Objective
Arrange every line of the records below as a numbered list, omitting blank lines and leaving the pictures out of the answer.

Input rows

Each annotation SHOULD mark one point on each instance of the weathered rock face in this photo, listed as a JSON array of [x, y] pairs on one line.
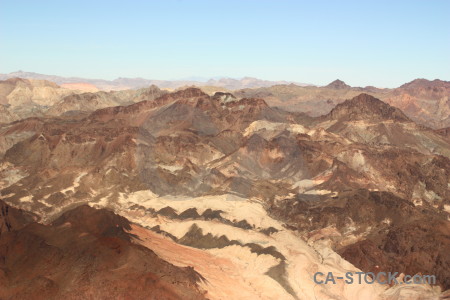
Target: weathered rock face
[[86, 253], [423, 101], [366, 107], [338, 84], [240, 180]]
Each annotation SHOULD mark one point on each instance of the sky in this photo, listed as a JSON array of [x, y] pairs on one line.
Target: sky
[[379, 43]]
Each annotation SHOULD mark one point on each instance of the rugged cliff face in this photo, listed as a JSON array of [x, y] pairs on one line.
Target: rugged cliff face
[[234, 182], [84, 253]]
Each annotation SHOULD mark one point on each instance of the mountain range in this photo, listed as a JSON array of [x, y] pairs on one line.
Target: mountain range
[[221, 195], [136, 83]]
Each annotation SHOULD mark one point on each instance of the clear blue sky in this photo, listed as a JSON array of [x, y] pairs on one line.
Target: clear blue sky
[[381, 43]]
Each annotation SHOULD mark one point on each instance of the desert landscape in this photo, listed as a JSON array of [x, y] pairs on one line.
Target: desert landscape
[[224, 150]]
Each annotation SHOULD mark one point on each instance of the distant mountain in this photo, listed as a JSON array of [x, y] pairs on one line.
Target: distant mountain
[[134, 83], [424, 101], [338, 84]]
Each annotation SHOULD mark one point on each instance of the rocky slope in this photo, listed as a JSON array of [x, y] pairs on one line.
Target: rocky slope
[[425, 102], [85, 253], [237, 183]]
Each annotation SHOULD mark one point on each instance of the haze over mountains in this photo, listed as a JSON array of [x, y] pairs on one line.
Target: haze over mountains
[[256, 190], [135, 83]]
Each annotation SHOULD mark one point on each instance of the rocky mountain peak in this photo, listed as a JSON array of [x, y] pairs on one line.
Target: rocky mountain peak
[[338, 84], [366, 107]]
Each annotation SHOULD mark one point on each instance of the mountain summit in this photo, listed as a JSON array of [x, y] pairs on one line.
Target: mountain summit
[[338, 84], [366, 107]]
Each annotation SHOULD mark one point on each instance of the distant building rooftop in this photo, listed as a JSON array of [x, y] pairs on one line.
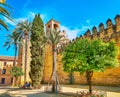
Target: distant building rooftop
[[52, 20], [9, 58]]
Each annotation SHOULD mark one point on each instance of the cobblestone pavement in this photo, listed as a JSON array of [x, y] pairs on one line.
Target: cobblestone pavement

Solution to the problem
1. Each annotation SHOULD mark one point on each instance of the weathered rock face in this photo, listed as a JSON array of [x, y] pairs on one line.
2. Target: weathered rock face
3. [[86, 253], [423, 101], [366, 107], [338, 84], [240, 180]]
4. Each annotation SHOULD mark one point on each instance of the sky in this photo, listed as a JSON array of [x, y] pairs on one line.
5. Target: sky
6. [[379, 43]]
7. Each annotation SHOULD mark one point on each instance of the rugged cliff face in this photo, listed as a JSON array of [x, y] pairs on one line.
8. Target: rugged cliff face
9. [[234, 182], [84, 253]]
10. Each annotation SHOULD mark one point on each instance of the mountain range in this photo, listed as a JSON array of [x, y] pairs on one line.
11. Target: mountain range
12. [[221, 195], [136, 83]]
13. Each annotation SHOULD mark one point on each instance of the clear blue sky in this photo, listed as a JSON array of [x, y] pairs on one line.
14. Target: clear blue sky
15. [[381, 43]]
16. Each annotation SHOULD mark one point on each instance of the desert landscape in this photo, listed as a JSON array of [x, y] pairs on one line.
17. Target: desert landscape
18. [[224, 150]]
19. Each annotation SHOULD mark one point on each instance of the distant mountain in this photo, listed as a JSON array of [x, y] pairs on one line.
20. Target: distant mountain
21. [[134, 83], [424, 101], [338, 84]]
22. Each annotation SHOULD mark one point on each instance of the rocky slope in this photo, listed as a JSON array of [x, y] pairs on one line.
23. Target: rocky slope
24. [[425, 102], [85, 253], [237, 183]]
25. Each annotation SHOULD mark one point on each instance of the haze over mountains in this photo, listed as a JSON array of [x, y] pairs on one line.
26. Target: haze over mountains
27. [[256, 190], [135, 83]]
28. Each annotation SHOULD mark one point on each instance of the rocky mountain peak in this photo, listed as a JSON array of [x, y] pairs on one line.
29. Target: rocky mountain peak
30. [[338, 84], [366, 107]]
31. Each annotation SHOULD mark one point on each instance of the mountain summit in this photo, listed as a JSON array of [x, y] pairs on one line.
32. Target: mountain summit
33. [[338, 84], [366, 107]]
34. Each annotation SHOULD mark one point on each instance of the distant building rooftop in this photo, listed as a JSON array of [x, y] pairs on one line.
35. Target: distant building rooftop
36. [[52, 20], [9, 58]]
37. Each annotation SHOULD mark one point on each instance of the cobblestone pavement in this photo, listed as a JSON array of [x, y] pairs on one line.
38. Target: cobblestone pavement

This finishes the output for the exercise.